## OBJECTIVE
Please copy the part of the water spot etching thread starting with "I washed car" and going on through "this hot weather??", word for word.

# Possible water spot etching?



## Hazy2980 (Jul 18, 2018)

Hi all, first post!!

My 2 month old 3 series Estoril Blue, is showing small water/pit marks visible in certain light angles.

I rejected the dealer paint protection and opted to apply some Meguirs Ultimate Paste wax myself. The finish initially looked pukka.

I washed car yesterday for the first time in a month, dried and misted /wiped off with Meguirs Ultimate detailer.

When I got home under the drive flood light I noticed what I thought was water spots I must have missed when I did the wash, tried to wipe them off to no avail. Tried a vinegar solution, thinking they were water marks, no good...

Looking today under sun light the spots are noticable as the light transitions from light / shadow at a shallow angle, other than that the paint looks good. Just so annoying. Maybe they have always been there?!?
I tried some ultimate compound by hand today, it’s hard to say if there is improvement or not, maybe.....

Is it worth persisting with this? Trying to machine polish out? whatever it is has etched the clear coat, could it possibly be sand / dust & heat damage from all this hot weather??

Naively I thought the Wax would protect against this sort of thing.
Please check out the photos, zoom in around the sun.


----------



## MBRuss (Apr 29, 2011)

Sorry mate, can't see anything in those photos.

Sure it's not just orange peel?

Sent from my SM-G935F using Tapatalk


----------



## Hazy2980 (Jul 18, 2018)

Novice here!! What is orange peel? And would it be a pain to remove?? As these marks take a lot of work.

Cheers


----------



## efunc (May 22, 2007)

I can't make anything out from your pictures, however one possible cause of what you're seeing: The car was washed in the hot sun using hard water, mostly towelled-off, but residue quickly drying off on the paint. This would be too faint to see in normal conditions. Once waxed it will remain under the wax, and no amount of rewashing will get rid of it becasue it's locked in. You will need to wash, clay and decontaminate the paint again before waxing to get rid of it, but do it on a cool day! 

How do I know this? I've just done the same myself! But I will live with it until the autumn, because there is no mild weather on the horizon.


----------

## EXTRACTED DATA
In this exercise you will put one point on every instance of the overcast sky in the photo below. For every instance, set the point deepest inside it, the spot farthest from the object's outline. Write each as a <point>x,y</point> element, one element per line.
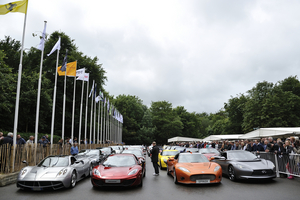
<point>191,53</point>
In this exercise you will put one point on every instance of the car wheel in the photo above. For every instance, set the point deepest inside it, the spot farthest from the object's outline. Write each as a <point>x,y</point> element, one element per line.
<point>168,172</point>
<point>231,173</point>
<point>175,177</point>
<point>73,179</point>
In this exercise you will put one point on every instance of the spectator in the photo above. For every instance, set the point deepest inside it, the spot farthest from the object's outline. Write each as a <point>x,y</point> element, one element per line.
<point>74,149</point>
<point>43,141</point>
<point>8,139</point>
<point>20,140</point>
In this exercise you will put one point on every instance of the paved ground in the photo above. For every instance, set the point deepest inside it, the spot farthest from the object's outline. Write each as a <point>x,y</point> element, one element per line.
<point>162,187</point>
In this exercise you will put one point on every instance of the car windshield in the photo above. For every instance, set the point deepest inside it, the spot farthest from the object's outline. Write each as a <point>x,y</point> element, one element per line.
<point>137,153</point>
<point>106,150</point>
<point>240,155</point>
<point>169,153</point>
<point>119,161</point>
<point>93,153</point>
<point>208,150</point>
<point>54,162</point>
<point>192,158</point>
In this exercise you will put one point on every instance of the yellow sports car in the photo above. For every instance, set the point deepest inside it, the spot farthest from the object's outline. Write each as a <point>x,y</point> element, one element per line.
<point>164,156</point>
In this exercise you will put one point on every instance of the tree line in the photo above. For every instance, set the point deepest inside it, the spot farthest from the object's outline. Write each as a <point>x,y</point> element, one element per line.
<point>265,105</point>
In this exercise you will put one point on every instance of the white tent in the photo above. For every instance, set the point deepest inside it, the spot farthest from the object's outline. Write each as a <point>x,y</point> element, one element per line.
<point>272,132</point>
<point>184,139</point>
<point>222,137</point>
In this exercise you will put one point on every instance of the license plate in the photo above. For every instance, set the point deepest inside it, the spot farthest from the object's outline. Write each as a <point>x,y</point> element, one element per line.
<point>113,181</point>
<point>203,181</point>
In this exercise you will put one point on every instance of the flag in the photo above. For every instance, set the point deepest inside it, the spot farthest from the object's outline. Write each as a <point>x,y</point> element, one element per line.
<point>17,6</point>
<point>55,47</point>
<point>42,42</point>
<point>64,65</point>
<point>84,77</point>
<point>80,73</point>
<point>92,89</point>
<point>71,69</point>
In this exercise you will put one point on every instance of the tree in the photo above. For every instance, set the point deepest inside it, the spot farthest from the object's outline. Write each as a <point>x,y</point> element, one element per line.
<point>166,121</point>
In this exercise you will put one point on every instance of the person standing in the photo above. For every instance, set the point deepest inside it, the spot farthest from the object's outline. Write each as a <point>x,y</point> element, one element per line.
<point>154,158</point>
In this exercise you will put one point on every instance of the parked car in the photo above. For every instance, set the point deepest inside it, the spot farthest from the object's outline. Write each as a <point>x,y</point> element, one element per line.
<point>54,172</point>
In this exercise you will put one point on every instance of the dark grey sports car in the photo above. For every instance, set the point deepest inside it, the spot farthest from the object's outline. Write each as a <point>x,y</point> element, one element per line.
<point>239,164</point>
<point>54,172</point>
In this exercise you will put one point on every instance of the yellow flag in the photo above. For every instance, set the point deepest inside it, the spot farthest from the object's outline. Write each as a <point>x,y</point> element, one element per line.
<point>71,69</point>
<point>17,6</point>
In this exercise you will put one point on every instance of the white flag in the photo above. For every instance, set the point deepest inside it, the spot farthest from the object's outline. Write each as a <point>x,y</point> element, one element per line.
<point>42,42</point>
<point>55,47</point>
<point>92,89</point>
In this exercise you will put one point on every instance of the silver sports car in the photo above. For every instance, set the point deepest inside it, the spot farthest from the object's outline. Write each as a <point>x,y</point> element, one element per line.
<point>54,172</point>
<point>239,164</point>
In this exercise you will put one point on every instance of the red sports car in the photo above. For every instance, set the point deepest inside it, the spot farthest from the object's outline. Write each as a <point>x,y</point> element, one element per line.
<point>118,170</point>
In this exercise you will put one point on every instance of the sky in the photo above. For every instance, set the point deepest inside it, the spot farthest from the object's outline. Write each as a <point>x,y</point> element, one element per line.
<point>192,53</point>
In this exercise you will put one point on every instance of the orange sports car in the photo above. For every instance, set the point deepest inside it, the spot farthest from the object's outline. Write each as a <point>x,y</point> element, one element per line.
<point>193,168</point>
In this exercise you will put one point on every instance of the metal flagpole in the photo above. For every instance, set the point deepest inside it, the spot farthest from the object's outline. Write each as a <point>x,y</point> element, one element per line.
<point>73,112</point>
<point>64,106</point>
<point>80,116</point>
<point>54,99</point>
<point>18,94</point>
<point>101,124</point>
<point>39,92</point>
<point>86,112</point>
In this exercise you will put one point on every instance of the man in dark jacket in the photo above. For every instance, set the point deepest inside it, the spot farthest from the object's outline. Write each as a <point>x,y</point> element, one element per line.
<point>8,139</point>
<point>154,158</point>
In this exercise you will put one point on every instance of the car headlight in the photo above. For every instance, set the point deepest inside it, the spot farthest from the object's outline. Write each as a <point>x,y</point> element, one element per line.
<point>183,169</point>
<point>96,172</point>
<point>242,166</point>
<point>62,172</point>
<point>216,168</point>
<point>23,172</point>
<point>133,172</point>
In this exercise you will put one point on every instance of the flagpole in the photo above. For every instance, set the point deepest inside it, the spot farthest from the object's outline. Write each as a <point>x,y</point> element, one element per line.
<point>54,100</point>
<point>86,111</point>
<point>18,94</point>
<point>80,116</point>
<point>64,105</point>
<point>73,111</point>
<point>38,97</point>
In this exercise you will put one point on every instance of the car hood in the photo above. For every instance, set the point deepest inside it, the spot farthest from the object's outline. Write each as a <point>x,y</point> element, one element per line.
<point>196,166</point>
<point>40,173</point>
<point>115,171</point>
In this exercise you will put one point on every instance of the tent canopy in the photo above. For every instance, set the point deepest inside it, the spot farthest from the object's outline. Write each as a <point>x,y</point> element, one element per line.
<point>222,137</point>
<point>272,132</point>
<point>184,139</point>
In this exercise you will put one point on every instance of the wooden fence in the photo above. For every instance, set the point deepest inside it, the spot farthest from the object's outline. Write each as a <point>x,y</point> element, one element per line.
<point>32,155</point>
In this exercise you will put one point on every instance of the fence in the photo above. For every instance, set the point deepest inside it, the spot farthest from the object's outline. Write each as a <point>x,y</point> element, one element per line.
<point>285,164</point>
<point>33,155</point>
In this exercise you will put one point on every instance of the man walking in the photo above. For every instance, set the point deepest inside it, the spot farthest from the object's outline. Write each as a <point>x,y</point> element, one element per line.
<point>154,158</point>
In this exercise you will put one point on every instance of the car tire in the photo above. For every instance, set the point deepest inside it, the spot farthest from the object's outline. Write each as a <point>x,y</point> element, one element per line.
<point>168,172</point>
<point>73,180</point>
<point>231,173</point>
<point>175,177</point>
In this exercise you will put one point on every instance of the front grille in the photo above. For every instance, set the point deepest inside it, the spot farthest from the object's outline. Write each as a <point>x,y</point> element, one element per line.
<point>203,176</point>
<point>123,183</point>
<point>41,184</point>
<point>263,172</point>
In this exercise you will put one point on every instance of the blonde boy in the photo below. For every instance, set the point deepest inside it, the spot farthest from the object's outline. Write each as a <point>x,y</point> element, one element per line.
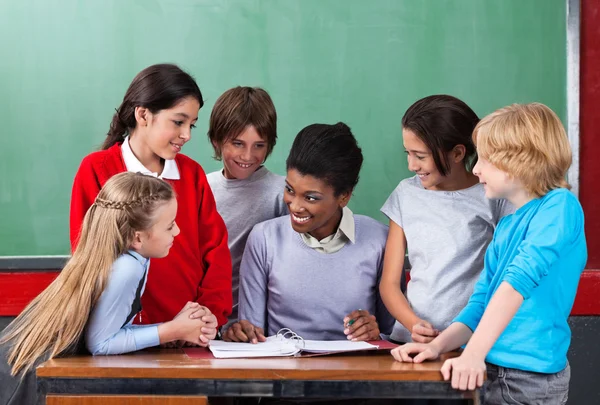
<point>515,323</point>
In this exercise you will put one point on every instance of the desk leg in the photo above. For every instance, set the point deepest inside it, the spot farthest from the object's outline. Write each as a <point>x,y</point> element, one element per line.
<point>125,400</point>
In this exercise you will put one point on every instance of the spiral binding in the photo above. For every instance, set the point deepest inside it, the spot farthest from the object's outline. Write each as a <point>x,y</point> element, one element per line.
<point>288,334</point>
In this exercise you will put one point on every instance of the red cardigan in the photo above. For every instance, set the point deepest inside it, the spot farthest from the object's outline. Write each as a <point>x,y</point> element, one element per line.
<point>198,267</point>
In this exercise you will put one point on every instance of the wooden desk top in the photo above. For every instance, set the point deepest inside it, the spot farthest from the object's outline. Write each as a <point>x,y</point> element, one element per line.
<point>175,364</point>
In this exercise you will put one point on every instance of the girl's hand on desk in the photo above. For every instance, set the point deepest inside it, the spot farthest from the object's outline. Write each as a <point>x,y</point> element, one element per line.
<point>181,328</point>
<point>209,330</point>
<point>244,331</point>
<point>406,353</point>
<point>467,371</point>
<point>423,332</point>
<point>361,325</point>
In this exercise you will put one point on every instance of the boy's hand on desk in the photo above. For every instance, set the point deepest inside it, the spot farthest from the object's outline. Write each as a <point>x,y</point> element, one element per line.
<point>244,331</point>
<point>361,325</point>
<point>467,371</point>
<point>415,352</point>
<point>423,332</point>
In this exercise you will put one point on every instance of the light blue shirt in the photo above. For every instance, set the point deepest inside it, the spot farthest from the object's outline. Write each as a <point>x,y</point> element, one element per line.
<point>540,251</point>
<point>106,331</point>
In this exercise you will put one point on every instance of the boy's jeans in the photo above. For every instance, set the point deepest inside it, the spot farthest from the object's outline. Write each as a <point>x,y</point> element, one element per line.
<point>512,386</point>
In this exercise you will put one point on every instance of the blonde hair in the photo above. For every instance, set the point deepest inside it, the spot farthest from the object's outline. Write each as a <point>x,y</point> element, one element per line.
<point>52,324</point>
<point>529,142</point>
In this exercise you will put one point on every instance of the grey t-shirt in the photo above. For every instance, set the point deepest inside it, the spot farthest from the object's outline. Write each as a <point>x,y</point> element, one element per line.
<point>243,204</point>
<point>447,233</point>
<point>286,284</point>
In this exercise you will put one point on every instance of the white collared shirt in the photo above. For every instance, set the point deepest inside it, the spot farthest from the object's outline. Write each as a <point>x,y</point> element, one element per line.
<point>333,243</point>
<point>170,171</point>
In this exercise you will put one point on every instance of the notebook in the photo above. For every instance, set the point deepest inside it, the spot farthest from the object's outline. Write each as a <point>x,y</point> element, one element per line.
<point>288,343</point>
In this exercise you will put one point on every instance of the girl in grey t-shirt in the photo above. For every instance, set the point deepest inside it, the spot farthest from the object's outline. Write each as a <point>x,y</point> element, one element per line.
<point>440,216</point>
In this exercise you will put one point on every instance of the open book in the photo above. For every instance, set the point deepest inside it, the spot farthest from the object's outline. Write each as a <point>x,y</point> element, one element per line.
<point>287,343</point>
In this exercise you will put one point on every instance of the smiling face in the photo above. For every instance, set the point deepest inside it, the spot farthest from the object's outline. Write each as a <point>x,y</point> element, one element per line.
<point>163,134</point>
<point>313,206</point>
<point>420,161</point>
<point>244,154</point>
<point>157,241</point>
<point>497,183</point>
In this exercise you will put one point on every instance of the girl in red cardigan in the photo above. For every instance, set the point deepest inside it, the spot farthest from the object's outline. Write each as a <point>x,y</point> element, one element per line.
<point>146,135</point>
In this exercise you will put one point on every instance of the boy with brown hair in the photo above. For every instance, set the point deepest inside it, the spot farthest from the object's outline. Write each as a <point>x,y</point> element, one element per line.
<point>243,132</point>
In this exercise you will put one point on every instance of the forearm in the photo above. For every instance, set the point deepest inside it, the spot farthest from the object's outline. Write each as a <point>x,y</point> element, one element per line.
<point>398,305</point>
<point>453,337</point>
<point>502,308</point>
<point>127,339</point>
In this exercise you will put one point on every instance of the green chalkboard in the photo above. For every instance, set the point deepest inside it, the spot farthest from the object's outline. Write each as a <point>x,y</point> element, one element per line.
<point>65,65</point>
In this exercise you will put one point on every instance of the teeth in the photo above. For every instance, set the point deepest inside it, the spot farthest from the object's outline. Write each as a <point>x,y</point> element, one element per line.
<point>300,219</point>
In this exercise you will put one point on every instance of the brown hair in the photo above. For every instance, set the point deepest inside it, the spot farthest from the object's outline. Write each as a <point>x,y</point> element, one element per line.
<point>238,108</point>
<point>158,87</point>
<point>528,142</point>
<point>442,122</point>
<point>52,324</point>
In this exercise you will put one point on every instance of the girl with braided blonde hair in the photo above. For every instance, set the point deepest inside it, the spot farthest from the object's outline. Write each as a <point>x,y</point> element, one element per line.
<point>93,301</point>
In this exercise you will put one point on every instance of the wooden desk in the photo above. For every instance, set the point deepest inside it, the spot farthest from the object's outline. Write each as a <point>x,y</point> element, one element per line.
<point>169,373</point>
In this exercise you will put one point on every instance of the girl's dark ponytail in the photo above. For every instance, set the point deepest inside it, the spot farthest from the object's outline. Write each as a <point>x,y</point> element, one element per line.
<point>158,87</point>
<point>119,127</point>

## FINAL RESULT
I washed car yesterday for the first time in a month, dried and misted /wiped off with Meguirs Ultimate detailer.

When I got home under the drive flood light I noticed what I thought was water spots I must have missed when I did the wash, tried to wipe them off to no avail. Tried a vinegar solution, thinking they were water marks, no good...

Looking today under sun light the spots are noticable as the light transitions from light / shadow at a shallow angle, other than that the paint looks good. Just so annoying. Maybe they have always been there?!?
I tried some ultimate compound by hand today, it’s hard to say if there is improvement or not, maybe.....

Is it worth persisting with this? Trying to machine polish out? whatever it is has etched the clear coat, could it possibly be sand / dust & heat damage from all this hot weather??